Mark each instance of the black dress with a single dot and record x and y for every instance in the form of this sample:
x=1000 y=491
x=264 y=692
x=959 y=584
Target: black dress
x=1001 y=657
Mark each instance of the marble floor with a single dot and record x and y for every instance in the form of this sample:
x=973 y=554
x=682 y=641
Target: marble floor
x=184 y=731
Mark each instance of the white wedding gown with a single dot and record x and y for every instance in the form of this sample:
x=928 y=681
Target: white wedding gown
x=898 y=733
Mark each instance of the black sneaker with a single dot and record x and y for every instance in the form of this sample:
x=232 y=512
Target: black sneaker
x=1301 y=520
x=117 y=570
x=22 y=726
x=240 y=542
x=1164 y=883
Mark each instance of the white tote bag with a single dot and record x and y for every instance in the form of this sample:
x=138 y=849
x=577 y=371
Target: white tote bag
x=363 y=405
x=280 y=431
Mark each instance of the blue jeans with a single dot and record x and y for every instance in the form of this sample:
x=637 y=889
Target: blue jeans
━━━━━━
- Work item -
Each record should be given again exactly as it reads.

- Response -
Mark each instance of the black dress with a single dot and record x and y for every instance in the form of this sample:
x=1000 y=491
x=264 y=692
x=959 y=584
Target: black dress
x=1001 y=657
Mark each instance of the marble floor with a single dot and record x and y for every instance in the form of this sample:
x=973 y=554
x=682 y=641
Target: marble floor
x=184 y=731
Mark each instance of the white wedding gown with a single dot and record x and y for every instance in the form of this sample:
x=928 y=681
Target: white wedding gown
x=898 y=733
Mark each instance of the black sneaker with a single dot and record x and y for every instance in the form of this sample:
x=232 y=512
Target: black sneaker
x=1301 y=520
x=117 y=570
x=22 y=726
x=240 y=542
x=1164 y=883
Mark each instance of the white tote bag with a single dot and record x and y for every instance in the form of this sample:
x=138 y=849
x=577 y=371
Target: white tote bag
x=363 y=405
x=280 y=431
Mark each instance of the blue jeans with a single dot and record x and y for every instance in the form of this sample:
x=637 y=889
Target: blue jeans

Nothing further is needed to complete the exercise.